[Opening Data records section]

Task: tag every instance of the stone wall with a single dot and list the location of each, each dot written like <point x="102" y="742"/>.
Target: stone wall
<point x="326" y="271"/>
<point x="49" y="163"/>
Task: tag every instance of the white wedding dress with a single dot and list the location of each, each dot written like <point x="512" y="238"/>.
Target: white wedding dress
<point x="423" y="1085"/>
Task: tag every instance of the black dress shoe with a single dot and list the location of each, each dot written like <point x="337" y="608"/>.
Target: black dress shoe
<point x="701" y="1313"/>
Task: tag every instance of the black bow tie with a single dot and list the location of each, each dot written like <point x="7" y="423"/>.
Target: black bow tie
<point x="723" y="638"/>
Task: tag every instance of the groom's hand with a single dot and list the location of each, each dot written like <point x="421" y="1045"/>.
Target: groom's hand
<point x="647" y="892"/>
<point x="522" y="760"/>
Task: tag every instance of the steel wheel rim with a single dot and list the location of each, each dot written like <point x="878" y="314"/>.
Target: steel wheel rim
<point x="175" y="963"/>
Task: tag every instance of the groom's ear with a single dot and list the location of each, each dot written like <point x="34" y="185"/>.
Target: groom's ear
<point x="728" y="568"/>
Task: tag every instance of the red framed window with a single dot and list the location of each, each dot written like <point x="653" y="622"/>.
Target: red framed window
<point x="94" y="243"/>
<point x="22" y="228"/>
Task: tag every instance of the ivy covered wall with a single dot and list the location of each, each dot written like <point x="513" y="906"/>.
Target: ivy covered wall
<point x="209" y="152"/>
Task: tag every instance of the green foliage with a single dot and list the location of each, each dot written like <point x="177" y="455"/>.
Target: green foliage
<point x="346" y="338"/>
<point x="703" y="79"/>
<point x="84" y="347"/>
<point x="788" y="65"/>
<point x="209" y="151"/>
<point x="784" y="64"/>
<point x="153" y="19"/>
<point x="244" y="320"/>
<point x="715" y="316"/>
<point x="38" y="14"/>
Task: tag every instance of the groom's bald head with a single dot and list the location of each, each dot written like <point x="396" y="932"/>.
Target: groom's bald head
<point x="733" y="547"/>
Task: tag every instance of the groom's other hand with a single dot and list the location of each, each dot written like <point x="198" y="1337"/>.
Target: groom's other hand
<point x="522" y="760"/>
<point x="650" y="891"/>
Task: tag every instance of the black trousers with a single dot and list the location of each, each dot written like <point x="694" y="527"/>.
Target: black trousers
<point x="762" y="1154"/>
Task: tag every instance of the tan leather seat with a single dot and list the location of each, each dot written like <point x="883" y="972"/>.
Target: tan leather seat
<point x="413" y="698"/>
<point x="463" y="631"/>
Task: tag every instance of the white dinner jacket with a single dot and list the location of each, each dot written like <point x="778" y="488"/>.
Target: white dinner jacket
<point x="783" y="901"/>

[Closing Data records section]

Assignment: Give the entries once more, exactly as they appear.

Result for this task:
Task: tag every instance of the stone wall with a single dot and list the location of each, each dot written like <point x="102" y="742"/>.
Target: stone wall
<point x="326" y="271"/>
<point x="49" y="163"/>
Task: tag every instance of the white wedding dress with a single dot and list the location of each, each dot written like <point x="512" y="238"/>.
Target: white wedding dress
<point x="423" y="1085"/>
Task: tag every instance of the black dress shoe with a single dot and list the location of each, each dot written like <point x="337" y="608"/>.
Target: black dress shoe
<point x="701" y="1313"/>
Task: tag every instance of the black bow tie with a single dot and list the location of each, each dot written like <point x="7" y="423"/>.
Target: black bow tie
<point x="723" y="638"/>
Task: tag every instance of the groom's hand with a single dot and list the location of each, each dot written like <point x="421" y="1045"/>.
Target: groom's hand
<point x="647" y="892"/>
<point x="522" y="760"/>
Task: tag every instance of the steel wheel rim with a single dot and list the location of each, each dot written like <point x="878" y="314"/>.
Target: steel wheel rim
<point x="175" y="963"/>
Task: tag every instance of the groom's ear with a single dot and list the location of each, each dot written like <point x="34" y="185"/>.
Target: groom's ear
<point x="728" y="568"/>
Task: tag every instance of the red framed window with a single dot and list the location of each, each dot written like <point x="653" y="622"/>.
Target: red framed window
<point x="94" y="243"/>
<point x="22" y="228"/>
Task: tag every instance of the ivy covered wall with a single dot and list the location of each, each dot written like <point x="513" y="906"/>.
Target: ivy covered wall
<point x="209" y="152"/>
Task: tag every instance of the green foliage with a single dot and list the location of each, each dot written like <point x="177" y="455"/>.
Target: green foliage
<point x="346" y="338"/>
<point x="703" y="79"/>
<point x="84" y="347"/>
<point x="788" y="65"/>
<point x="209" y="151"/>
<point x="784" y="64"/>
<point x="153" y="19"/>
<point x="244" y="320"/>
<point x="715" y="316"/>
<point x="38" y="14"/>
Task: tag every instance of the groom's bald head with a single dot and list the location of each, each dot written like <point x="396" y="932"/>.
Target: groom's bald head
<point x="733" y="547"/>
Task: tag every instance of the groom's other hand with a single dot and list the location of each, each dot written like <point x="198" y="1337"/>.
Target: groom's other hand
<point x="522" y="760"/>
<point x="650" y="891"/>
Task: tag every instance of the black trousers with a single dot and list the location of each, each dot written like <point x="694" y="527"/>.
Target: black trousers
<point x="762" y="1154"/>
Task: tag every instance of the tan leather seat with a single dot and list the location of each, each dot written like <point x="883" y="972"/>.
Target: tan leather seat
<point x="413" y="698"/>
<point x="463" y="631"/>
Task: tag every instance of the white dinner jacket with a single dot and list the location of each, each dot written like <point x="778" y="488"/>.
Target: white dinner jacket
<point x="783" y="901"/>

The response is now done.